-- Verilen alıştırma a --
Aşağıdaki kayıtlarda "wooden" dizesini içeren satırların sayısını verin; büyük-küçük harf ayrımı gözetilir. Yalnızca sayıyı yazın.

-- Okuma parçası --
=-=-=
1. Anasayfa
  2. Yargıtay 13. Hukuk Dairesi

Yargıtay 13. Hukuk Dairesi E: 2004/17401 K: 2005/1770 T:08.02.2005


Devletin özel mülkiyetinde veya hüküm ve tasarrufunda bulunan taşınmazlar 2886 sayılı yasanın yürürlüğe girmesi ile 6570 sayılı yasa kapsamından cıkarıldıgından bu taşınmazların kira sözleşmeleri hakkında 6570 sayılı yasa hükümleri uygulanmaz.

K: vekili avukat İ.Y. ile Bursa Defterdarlığı Milli Emlak Müdürlüğü vekili avukat N. E: Y. vs. aralarındaki dava hakkında Bursa 5. Asliye Hukuk Mahkemesinden verilen 6.2.2003 tarih ve 792-115 sayılı hükmün Dairenin 17.5.2004 tarih ve 17410-7410 sayılı ilamıyla düzeltilerek onanmasına karar verilmişti. Süresi içinde davalı avukatı tarafından kararın düzeltilmesi istenilmiş olmakla dosya incelendi, gereği konuşulup düşünüldü: K: Davacı, arsa niteliğinde olup davalı idarenin mülkiyetinde bulunan taşınmazdan 2000 yılında arsa olarak yer kiralayıp üzerine dükkan inşaa ettiğini, kira süresinin üç yıl olduğunu, kira sözleşmesinin 6570 sayılı yasaya tabi olduğu ve kira süresi sona ermediği halde davalı idarenin, idari kararla kendilerini tahliye etmek istediğini bildirip, kira sözleşmesinin 6570 sayılı yasa kapsamında olduğunun, kira süresinin dolmadığının ve kiracılık sıfatlarının tesbiti ile muarazanın menine karar verilmesini istemiştir.

Davalı, devlete ait taşınmazların kira sözleşmeleri hakkında 6570 sayılı yasa hükümlerinin uygulanamayacağını, davacı kiracılarını kira ödemediklerinden sözleşmelerinin fesih edildiğini bildirip, davanın reddini savunmuştur.

Mahkemece, davanın kabulüne karar verilmiş, davalı tarafın temyizi üzerine hüküm düzeltilerek onanmış, davalı karar düzeltme talebinde bulunmuştur.
=-=-=
-- Verilen alıştırma b --
Devlete ait taşınmazın kira sözleşmesiyle ilgili yukarıdaki Yargıtay kararını kaldığı yerden sürdürün.

-- Veri dosyasının bir bölümü --
=-=-=
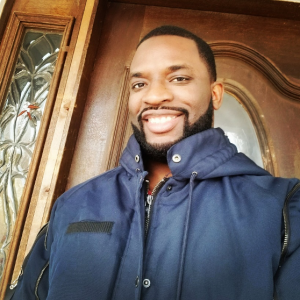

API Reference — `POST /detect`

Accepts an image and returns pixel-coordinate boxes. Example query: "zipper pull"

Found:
[147,191,153,206]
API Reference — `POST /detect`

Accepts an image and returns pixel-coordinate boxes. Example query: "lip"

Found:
[142,109,183,121]
[142,109,184,134]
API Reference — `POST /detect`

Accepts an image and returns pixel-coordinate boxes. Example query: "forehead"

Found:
[130,35,207,72]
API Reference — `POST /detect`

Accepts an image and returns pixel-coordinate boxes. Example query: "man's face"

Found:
[129,36,223,157]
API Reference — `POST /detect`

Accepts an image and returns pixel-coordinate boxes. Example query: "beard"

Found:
[131,99,213,163]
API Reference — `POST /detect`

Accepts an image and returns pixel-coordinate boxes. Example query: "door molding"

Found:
[209,41,300,102]
[0,12,74,298]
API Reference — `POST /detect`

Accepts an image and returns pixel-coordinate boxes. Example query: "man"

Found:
[8,26,300,300]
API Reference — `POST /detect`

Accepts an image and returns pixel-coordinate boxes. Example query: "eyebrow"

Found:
[129,64,191,79]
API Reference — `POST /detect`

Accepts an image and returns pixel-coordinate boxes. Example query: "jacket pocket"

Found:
[66,221,114,234]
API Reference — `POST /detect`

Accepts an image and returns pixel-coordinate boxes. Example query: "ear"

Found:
[212,81,224,110]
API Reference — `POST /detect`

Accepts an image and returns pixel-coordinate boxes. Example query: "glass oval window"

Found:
[214,93,264,168]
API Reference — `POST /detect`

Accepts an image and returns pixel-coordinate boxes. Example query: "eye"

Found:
[172,76,189,82]
[132,82,145,90]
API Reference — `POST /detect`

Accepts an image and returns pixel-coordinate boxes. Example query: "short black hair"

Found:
[137,25,217,81]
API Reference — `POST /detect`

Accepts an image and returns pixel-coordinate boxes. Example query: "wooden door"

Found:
[0,0,300,298]
[67,3,300,188]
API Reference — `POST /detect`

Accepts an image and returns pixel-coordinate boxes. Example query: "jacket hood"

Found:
[120,128,269,180]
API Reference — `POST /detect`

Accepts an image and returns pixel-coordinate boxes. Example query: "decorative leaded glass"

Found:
[0,31,62,278]
[215,93,264,168]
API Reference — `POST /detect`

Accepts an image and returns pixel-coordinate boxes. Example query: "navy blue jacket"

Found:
[13,129,300,300]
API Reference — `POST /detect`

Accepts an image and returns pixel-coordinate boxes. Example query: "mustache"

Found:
[138,106,189,123]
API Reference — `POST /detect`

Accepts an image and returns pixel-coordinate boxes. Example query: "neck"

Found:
[144,158,171,191]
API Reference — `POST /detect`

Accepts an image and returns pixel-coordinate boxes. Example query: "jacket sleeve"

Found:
[275,183,300,300]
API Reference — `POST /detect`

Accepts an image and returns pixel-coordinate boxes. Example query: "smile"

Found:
[148,116,176,124]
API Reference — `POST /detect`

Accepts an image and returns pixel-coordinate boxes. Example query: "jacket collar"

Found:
[120,128,268,180]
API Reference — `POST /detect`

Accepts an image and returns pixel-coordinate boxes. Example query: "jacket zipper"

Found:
[34,261,49,300]
[145,177,168,239]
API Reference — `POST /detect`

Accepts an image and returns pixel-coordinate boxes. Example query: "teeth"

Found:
[148,116,176,124]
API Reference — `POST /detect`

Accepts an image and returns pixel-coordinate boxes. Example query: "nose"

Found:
[143,82,174,106]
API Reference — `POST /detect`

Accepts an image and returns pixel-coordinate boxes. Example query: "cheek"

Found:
[128,95,140,122]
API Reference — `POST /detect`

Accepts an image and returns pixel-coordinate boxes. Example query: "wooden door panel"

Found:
[67,3,145,188]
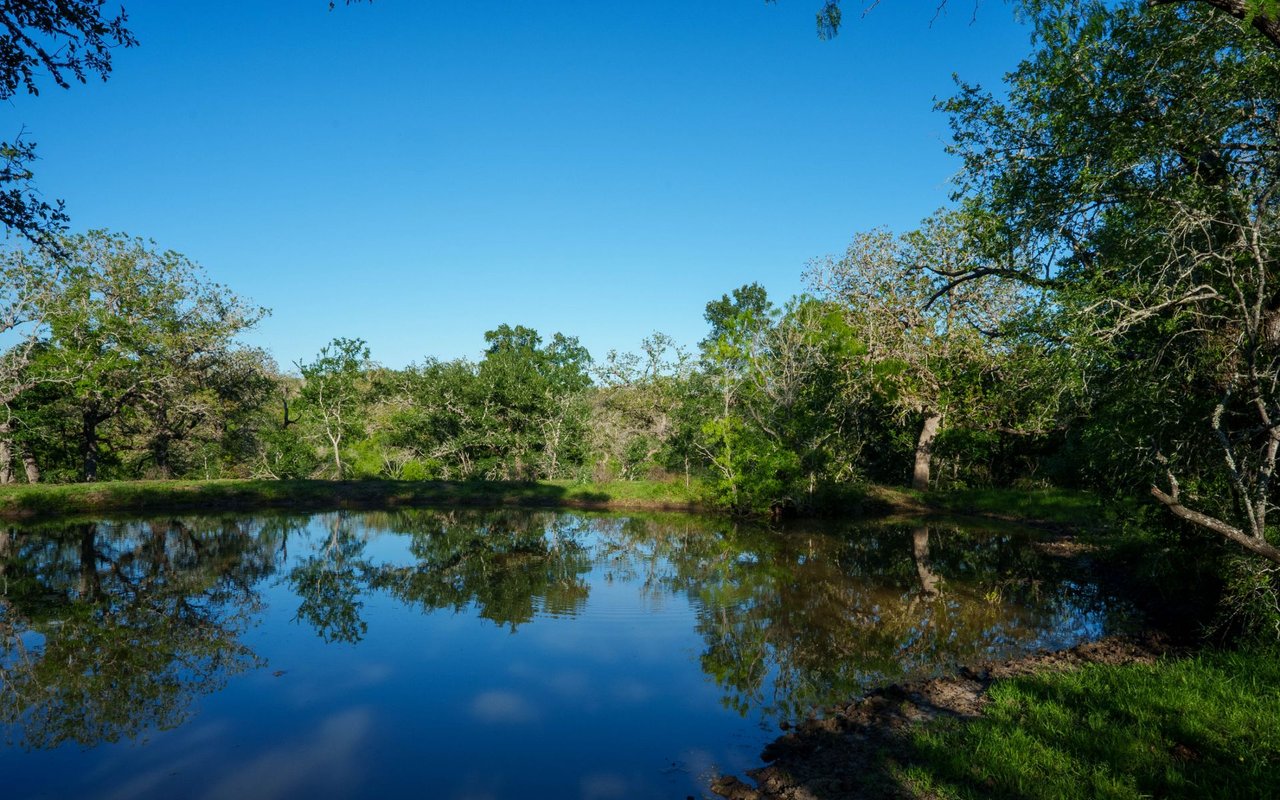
=-=-=
-- Alıştırma yanıtı a --
2

-- Alıştırma yanıtı b --
Bursa ili Osmangazi ilçesi Çekirge Mahallesinde kain 3200 ada 2 parsel sayılı arsa niteliğinde olup, devletin özel mülkiyetinde bulunan taşınmazdan, dükkan yeri olarak noterde düzenlenen 15.9.2000 tarihli üç yıl süreli kira sözleşmesi ile davacı 2886 sayılı yasaya göre açılan ihale sonucu düzenlenen sözleşme ile kiraya verildiği, kira süresinin yer teslim tarihinde başlayacağı, kiralanan taşınmaz üzerindeki dükkanın davalı idareye ait olmayıp davacılar tarafından yapıldığı hususları tüm dosya kapsamı ile sabit olduğu gibi, taraflar arasında da çekişmesizdir. Devletin özel mülkiyetinde veya hüküm ve tasarrufunda bulunan taşınmazlar 2886 sayılı yasanın yürürlüğe girmesi ile 6570 sayılı yasa kapsamından cıkarıldıgından bu taşınmazların kira sözleşmeleri hakkında 6570 sayılı yasa hükümleri uygulanmaz. Bu tür nitelikteki taşınmazların kira sozlesmeleri, 2886 sayılı yasanın 75. maddesi hükmü uyarınca kira suresinin bitim tarihinde sona erer. Kaldı ki arsa, olarak kıraya verilen taşınmazların üzerine, kiracı tarafından musakkaf nitelikte tesis ve bina yapılması, kiralananın arsa vasfını kaldırmaz ve taşınmaz hakkında 6570 sayılı yasanın uygulanmasını da gerektirmez. Yargıtay’ın ve dairemizin istikrar bulmuş uygulaması bu yöndedir.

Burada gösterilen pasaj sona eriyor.